------ RECORDS SHOWN

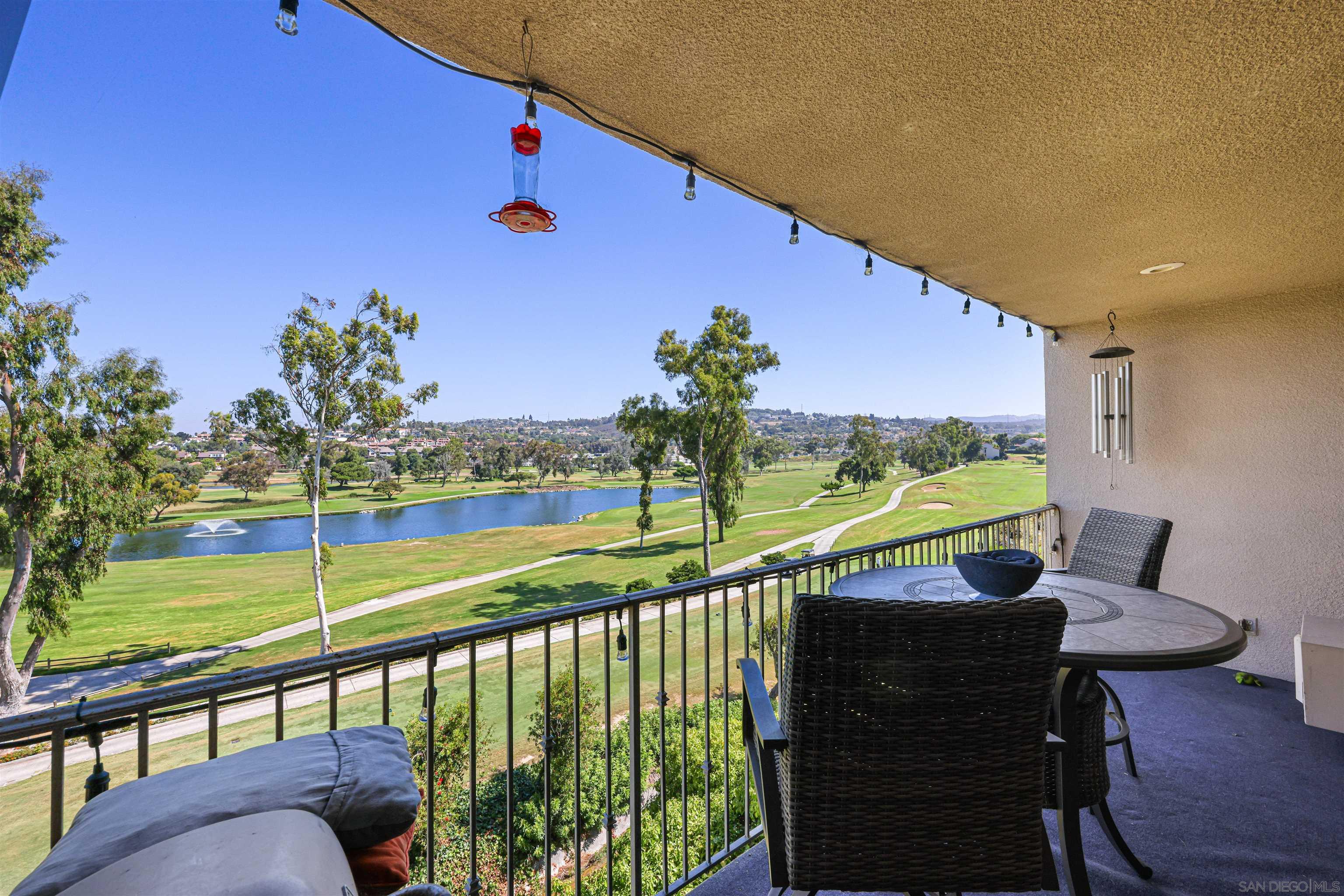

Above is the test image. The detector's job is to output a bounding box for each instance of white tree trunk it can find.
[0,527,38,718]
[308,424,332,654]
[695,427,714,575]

------------
------ RECORDS SHOWN

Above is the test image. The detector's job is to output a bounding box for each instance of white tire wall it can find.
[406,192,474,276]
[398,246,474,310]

------------

[PROBLEM STATEMENT]
Collect and copy every line in the data above that contains the string "detector".

[SOLUTION]
Above is the test image. The detector's job is to output a bounding box for each instance of white tree trunk it can find.
Above is the test image. The detector's job is to output a bounding box for each instance of white tire wall it can find.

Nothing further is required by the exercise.